** Start of SUPPLIED RECORDS **
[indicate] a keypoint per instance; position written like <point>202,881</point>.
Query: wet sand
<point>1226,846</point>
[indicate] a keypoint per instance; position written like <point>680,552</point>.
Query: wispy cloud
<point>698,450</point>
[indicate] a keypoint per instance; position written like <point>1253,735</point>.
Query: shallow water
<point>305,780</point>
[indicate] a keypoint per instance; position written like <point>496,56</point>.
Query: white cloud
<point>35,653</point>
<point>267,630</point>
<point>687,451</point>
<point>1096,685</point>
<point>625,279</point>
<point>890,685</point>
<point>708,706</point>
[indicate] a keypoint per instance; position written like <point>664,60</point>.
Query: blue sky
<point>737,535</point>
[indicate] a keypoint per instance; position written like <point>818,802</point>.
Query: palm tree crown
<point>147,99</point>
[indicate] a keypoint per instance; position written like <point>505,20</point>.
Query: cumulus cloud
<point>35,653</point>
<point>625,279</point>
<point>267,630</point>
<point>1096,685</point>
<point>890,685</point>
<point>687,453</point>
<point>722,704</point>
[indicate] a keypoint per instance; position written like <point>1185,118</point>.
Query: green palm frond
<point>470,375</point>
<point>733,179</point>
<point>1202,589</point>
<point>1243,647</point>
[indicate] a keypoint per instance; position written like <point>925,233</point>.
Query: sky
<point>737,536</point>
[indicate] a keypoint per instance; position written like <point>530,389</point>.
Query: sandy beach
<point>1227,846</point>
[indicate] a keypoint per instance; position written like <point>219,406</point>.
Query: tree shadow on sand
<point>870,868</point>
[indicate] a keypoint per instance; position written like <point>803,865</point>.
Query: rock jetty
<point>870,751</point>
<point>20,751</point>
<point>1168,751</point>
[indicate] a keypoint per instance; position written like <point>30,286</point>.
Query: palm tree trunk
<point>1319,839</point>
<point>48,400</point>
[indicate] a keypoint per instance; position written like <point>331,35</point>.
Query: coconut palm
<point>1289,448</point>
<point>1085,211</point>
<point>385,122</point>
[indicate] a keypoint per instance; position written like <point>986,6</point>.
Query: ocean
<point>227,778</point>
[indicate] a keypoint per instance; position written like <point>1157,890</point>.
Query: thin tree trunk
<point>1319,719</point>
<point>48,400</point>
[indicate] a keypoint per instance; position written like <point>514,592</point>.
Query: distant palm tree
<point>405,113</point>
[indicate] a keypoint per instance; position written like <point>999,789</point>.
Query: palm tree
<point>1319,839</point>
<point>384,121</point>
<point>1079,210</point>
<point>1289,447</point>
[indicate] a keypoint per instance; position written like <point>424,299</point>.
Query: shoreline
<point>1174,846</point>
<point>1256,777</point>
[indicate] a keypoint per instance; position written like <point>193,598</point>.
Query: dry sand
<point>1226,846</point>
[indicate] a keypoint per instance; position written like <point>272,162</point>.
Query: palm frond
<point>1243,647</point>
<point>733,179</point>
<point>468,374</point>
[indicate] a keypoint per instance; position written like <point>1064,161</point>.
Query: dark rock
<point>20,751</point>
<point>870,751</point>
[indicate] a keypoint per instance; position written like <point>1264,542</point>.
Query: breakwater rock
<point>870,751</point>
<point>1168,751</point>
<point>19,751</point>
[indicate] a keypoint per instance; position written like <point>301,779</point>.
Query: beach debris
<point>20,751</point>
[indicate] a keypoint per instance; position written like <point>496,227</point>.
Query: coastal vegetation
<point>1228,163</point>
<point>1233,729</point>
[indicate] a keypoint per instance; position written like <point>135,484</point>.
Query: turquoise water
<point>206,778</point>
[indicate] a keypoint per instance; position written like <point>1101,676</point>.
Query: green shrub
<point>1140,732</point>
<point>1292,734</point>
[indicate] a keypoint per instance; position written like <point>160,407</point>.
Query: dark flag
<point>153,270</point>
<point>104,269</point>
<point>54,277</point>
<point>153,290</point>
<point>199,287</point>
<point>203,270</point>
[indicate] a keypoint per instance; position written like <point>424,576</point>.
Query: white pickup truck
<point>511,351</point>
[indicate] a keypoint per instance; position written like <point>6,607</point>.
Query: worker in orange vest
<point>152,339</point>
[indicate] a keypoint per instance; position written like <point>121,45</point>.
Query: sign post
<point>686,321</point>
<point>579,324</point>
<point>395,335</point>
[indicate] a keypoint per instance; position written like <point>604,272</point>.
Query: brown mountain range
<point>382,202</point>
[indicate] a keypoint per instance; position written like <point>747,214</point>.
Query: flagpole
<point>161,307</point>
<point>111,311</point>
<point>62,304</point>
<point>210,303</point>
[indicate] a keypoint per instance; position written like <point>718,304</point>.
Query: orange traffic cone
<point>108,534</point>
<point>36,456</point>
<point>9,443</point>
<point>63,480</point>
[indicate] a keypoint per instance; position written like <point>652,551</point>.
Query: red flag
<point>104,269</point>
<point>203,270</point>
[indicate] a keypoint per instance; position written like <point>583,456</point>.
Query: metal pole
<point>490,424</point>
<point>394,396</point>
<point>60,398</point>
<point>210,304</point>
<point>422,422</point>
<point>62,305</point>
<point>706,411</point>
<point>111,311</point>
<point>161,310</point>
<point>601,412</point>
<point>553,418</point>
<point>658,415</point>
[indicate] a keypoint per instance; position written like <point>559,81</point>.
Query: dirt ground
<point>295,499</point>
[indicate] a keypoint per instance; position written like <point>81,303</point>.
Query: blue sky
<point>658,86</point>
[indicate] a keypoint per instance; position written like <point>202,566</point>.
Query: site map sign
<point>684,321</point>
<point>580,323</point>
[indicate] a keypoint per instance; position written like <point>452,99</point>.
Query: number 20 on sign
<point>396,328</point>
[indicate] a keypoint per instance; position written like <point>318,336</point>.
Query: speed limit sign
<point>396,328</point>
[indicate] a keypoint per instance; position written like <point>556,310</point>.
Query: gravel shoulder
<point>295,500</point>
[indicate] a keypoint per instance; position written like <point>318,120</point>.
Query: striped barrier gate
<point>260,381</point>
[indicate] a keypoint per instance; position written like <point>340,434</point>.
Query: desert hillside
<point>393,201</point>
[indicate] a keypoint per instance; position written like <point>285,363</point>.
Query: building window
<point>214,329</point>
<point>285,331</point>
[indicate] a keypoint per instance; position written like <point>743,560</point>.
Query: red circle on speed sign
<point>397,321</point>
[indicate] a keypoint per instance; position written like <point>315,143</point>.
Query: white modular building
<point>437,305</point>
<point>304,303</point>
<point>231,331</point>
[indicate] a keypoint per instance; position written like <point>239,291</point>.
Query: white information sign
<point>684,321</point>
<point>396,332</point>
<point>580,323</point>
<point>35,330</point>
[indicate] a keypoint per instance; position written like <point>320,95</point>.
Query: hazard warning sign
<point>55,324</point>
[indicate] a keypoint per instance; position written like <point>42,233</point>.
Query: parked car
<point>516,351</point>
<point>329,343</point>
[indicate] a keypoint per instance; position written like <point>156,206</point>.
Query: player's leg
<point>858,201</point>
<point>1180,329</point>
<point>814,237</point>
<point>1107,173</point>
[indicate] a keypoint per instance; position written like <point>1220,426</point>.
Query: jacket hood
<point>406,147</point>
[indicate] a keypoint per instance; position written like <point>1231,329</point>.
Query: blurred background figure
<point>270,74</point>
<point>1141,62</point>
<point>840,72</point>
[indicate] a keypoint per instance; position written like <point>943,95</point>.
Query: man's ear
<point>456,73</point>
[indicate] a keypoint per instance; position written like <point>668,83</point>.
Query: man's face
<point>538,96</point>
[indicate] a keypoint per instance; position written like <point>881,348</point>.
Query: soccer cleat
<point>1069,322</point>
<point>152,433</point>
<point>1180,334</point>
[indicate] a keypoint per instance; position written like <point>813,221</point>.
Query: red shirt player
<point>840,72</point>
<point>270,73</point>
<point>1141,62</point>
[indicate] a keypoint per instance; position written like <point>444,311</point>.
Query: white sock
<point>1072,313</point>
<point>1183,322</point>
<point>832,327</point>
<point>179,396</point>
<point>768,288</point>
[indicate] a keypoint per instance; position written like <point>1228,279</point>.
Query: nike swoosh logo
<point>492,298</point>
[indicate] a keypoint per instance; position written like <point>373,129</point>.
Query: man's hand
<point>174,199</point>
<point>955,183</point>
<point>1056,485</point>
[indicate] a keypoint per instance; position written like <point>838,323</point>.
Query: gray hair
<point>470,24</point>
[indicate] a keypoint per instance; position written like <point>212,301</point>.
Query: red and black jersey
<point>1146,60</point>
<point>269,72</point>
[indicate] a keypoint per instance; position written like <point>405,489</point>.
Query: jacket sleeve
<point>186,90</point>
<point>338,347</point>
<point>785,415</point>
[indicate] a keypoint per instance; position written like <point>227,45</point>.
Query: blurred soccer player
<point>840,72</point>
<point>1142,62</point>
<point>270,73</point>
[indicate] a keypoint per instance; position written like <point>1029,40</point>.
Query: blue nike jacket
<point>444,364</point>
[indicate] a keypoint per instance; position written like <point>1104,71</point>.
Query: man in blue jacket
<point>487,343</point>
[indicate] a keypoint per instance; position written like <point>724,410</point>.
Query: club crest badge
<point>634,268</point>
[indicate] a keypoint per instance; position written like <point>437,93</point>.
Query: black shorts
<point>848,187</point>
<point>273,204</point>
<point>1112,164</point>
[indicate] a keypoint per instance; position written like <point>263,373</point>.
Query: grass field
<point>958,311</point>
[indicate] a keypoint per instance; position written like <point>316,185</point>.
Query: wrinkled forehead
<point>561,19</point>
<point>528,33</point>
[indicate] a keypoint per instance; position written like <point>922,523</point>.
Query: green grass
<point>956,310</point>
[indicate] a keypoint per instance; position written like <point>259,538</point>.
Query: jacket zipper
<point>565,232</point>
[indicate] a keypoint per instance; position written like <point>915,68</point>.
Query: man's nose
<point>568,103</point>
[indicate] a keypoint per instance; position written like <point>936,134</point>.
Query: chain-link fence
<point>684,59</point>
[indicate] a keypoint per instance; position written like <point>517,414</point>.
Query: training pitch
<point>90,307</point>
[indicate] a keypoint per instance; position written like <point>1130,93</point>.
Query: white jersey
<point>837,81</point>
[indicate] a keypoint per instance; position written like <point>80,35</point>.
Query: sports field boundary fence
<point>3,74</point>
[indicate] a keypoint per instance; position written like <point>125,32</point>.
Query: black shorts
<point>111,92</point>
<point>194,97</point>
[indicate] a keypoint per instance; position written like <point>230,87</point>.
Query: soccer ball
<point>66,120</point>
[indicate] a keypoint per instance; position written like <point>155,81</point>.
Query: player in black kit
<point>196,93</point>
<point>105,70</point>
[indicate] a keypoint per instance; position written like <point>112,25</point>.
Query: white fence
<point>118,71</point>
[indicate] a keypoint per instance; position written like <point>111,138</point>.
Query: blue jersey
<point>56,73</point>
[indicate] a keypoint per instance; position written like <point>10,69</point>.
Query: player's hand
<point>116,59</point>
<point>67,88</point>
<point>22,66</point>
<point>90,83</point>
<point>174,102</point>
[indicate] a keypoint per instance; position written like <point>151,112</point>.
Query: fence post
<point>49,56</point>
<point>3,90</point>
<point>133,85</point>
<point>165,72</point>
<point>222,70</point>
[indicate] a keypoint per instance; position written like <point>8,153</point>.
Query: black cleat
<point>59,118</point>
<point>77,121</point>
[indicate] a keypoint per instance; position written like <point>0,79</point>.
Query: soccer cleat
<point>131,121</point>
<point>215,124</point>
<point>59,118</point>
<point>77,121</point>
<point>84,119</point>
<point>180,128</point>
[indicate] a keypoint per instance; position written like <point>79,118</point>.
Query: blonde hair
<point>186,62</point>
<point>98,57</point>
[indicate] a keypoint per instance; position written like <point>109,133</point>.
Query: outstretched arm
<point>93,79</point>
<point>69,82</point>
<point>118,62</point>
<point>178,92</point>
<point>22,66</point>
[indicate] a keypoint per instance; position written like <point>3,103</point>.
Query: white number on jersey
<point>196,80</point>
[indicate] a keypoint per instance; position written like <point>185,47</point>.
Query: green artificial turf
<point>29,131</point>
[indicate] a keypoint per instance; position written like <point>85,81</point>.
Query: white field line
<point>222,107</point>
** End of SUPPLIED RECORDS **
> **EXERCISE PROMPT**:
All lines from the line containing "written like <point>79,118</point>." through the end of the listing above are to be duplicated exactly; include both ends and nothing further.

> **SOLUTION BELOW**:
[indicate] a keypoint per instance; position written like <point>79,118</point>.
Query: blonde hair
<point>186,62</point>
<point>98,57</point>
[indicate] a keypoint per instance; position written like <point>109,133</point>.
Query: outstretched arm
<point>93,79</point>
<point>69,82</point>
<point>118,62</point>
<point>178,92</point>
<point>22,66</point>
[indicate] a keypoint per instance; position written like <point>3,103</point>.
Query: white number on jersey
<point>196,80</point>
[indicate] a keypoint per instance; position written like <point>185,47</point>.
Query: green artificial turf
<point>29,131</point>
[indicate] a keypoint per instance; position written like <point>85,81</point>.
Query: white field line
<point>222,107</point>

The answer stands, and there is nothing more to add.